### DATA LISTING ###

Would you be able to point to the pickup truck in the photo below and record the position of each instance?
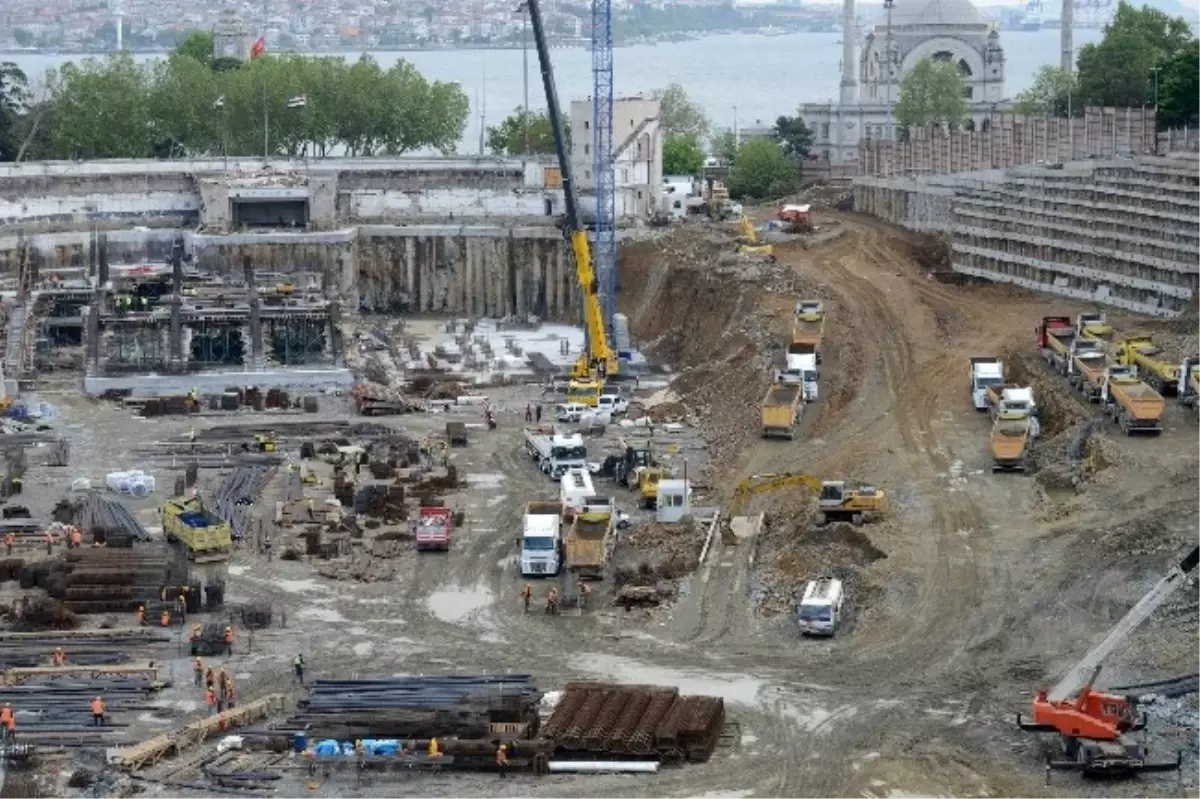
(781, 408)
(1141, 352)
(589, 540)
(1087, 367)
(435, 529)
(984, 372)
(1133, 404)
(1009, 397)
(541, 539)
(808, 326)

###

* **TASK OBJECTIVE**: Exact wording is required throughout: write out all the records, but no pictures.

* **FINISHED TASK**:
Would you be able to point to the pickup truck in the photo below and record the position of each instance?
(781, 408)
(1141, 352)
(589, 540)
(1087, 367)
(435, 529)
(984, 372)
(1133, 404)
(1009, 397)
(541, 539)
(808, 326)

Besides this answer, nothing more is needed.